*YOUR OBJECTIVE:* Set down each line of the data exactly, but not the pictures.

*MATERIAL FOR THE TASK:*
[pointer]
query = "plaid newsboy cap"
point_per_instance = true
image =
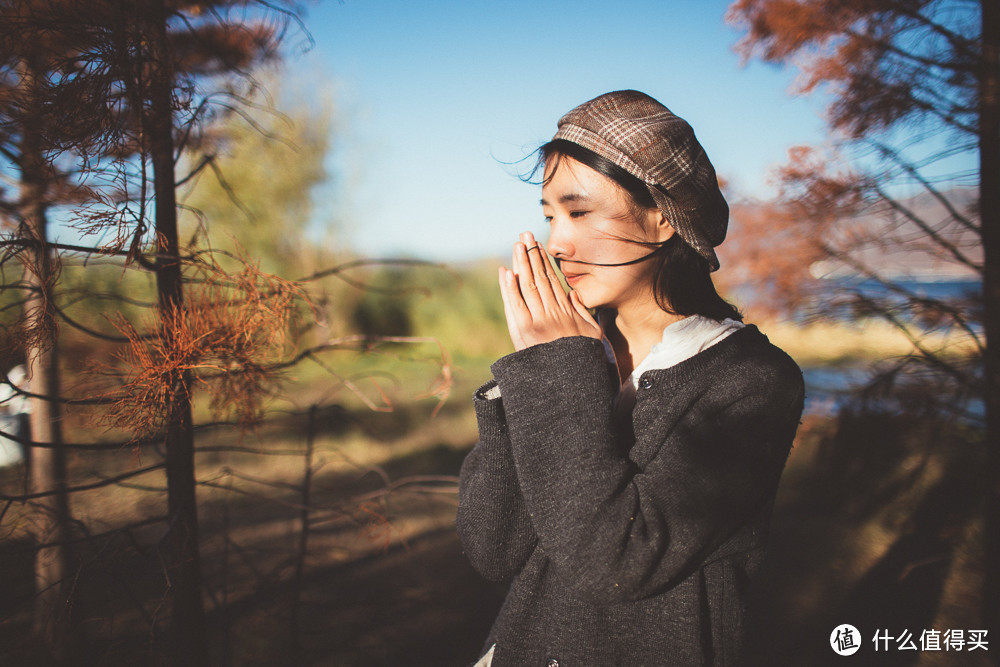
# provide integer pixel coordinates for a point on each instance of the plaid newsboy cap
(644, 138)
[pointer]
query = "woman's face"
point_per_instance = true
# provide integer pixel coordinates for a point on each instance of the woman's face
(592, 219)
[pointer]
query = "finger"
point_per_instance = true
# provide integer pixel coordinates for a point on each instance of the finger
(510, 296)
(581, 309)
(540, 271)
(526, 281)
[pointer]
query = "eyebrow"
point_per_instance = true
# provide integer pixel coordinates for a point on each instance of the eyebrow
(566, 198)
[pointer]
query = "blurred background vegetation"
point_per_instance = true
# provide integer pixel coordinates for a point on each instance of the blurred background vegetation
(331, 392)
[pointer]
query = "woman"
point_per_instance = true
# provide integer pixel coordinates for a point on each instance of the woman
(628, 461)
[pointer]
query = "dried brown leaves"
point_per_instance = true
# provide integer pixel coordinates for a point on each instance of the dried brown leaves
(227, 338)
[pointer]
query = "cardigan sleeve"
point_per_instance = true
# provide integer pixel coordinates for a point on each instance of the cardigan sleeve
(492, 521)
(614, 529)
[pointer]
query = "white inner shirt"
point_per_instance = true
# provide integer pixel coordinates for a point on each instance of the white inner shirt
(681, 340)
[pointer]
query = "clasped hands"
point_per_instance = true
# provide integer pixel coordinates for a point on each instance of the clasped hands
(537, 308)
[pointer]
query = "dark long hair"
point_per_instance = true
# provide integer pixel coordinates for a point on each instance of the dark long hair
(682, 279)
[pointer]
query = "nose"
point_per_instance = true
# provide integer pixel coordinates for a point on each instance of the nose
(560, 242)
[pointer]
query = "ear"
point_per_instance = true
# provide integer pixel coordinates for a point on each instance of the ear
(659, 226)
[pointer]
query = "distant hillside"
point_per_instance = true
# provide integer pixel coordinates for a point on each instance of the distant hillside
(887, 241)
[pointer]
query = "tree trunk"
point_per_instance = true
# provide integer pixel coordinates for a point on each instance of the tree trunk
(989, 211)
(53, 580)
(189, 646)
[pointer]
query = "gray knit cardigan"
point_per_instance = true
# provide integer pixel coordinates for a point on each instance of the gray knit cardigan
(626, 544)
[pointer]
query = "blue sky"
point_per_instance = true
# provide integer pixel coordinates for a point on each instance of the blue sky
(434, 97)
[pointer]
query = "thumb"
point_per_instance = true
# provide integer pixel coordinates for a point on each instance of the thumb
(581, 310)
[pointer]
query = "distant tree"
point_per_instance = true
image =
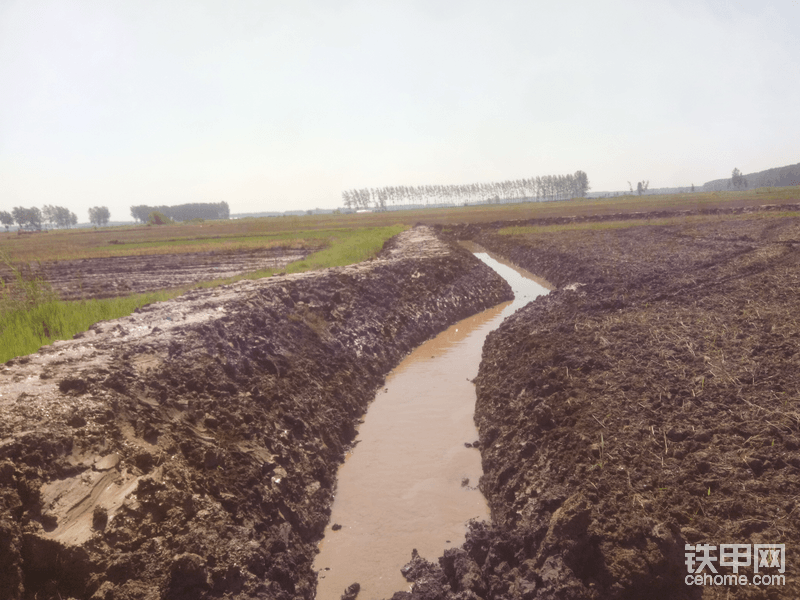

*SOLUTION TO THIS TASK:*
[pointer]
query = "plaid newsboy cap"
point_per_instance = true
image =
# provide integer pixel coordinates for a point on each instance of the plaid newsboy cap
(644, 138)
[pointer]
query = "woman's face"
point_per_instance = true
# provide integer pixel coordinates for a point on each instance of the woman's face
(592, 219)
[pointer]
query = "finger"
point_per_instance = true
# provide integer pixel coordinates for a point on each instance of the finger
(510, 296)
(581, 309)
(540, 271)
(526, 281)
[pointer]
query = "eyebrow"
point_per_instance = true
# provide integer pixel coordinates for a point on each instance of the eyebrow
(566, 198)
[pointer]
query = "blurred background vegetation"
point_per_instance = true
# provide integer pixel coordinates for a point on each instance of the blurred background vegetation
(331, 392)
[pointer]
query = "woman"
point_per_instance = true
# provide integer pixel coordinates for a point on each instance of the woman
(628, 461)
[pointer]
query = "dried brown leaves"
point_per_instance = true
# provide integer pixel coordinates for a point on each instance of the dried brown leaves
(227, 338)
[pointer]
query = "cardigan sleeve"
point_per_instance = true
# provide integer pixel coordinates for a point on each instance of the cardigan sleeve
(492, 521)
(614, 529)
[pointer]
query = "white inner shirt"
point_per_instance = true
# provide integer pixel coordinates for a point on each instance of the white inner shirt
(681, 340)
[pointer]
query = "clasped hands"
point_per_instance = true
# provide integer pixel coordinates for a point on each instance of the clasped hands
(537, 308)
[pointer]
query = "dark long hair"
point_per_instance = true
# provide integer pixel coordinates for a point on each instance of the dark long hair
(682, 279)
[pointer]
query = "nose"
point_per_instance = true
# provide integer pixel coordinates for a point on each instance of the nose
(560, 242)
[pointer]
query = "ear"
point_per_instance = true
# provide integer pixel coordinates for a point on each instance of the ear
(659, 226)
[pointer]
query = "distant hillside"
point_per_instance = true
# provide integer pixel coordinates for a point on each instance of the distant hillside
(887, 241)
[pointer]
query = "tree trunk"
point_per_instance = true
# provide integer pixel coordinates for a point on each instance of the tree trunk
(989, 211)
(53, 580)
(189, 646)
[pointer]
query = "gray knit cardigan"
point_per_instance = true
# provide integer pixel coordinates for a point on each instance of the gray knit cardigan
(626, 544)
[pointer]
query = "blue sky"
point_per_instance = true
# provide integer pixel coordinates for a point on each instance of the blue sky
(434, 97)
[pointer]
query = "thumb"
point_per_instance = true
# provide integer pixel coordinates for a point on each instance of the thumb
(581, 310)
[pointer]
query = "distant tree"
point_per_instance = true
image =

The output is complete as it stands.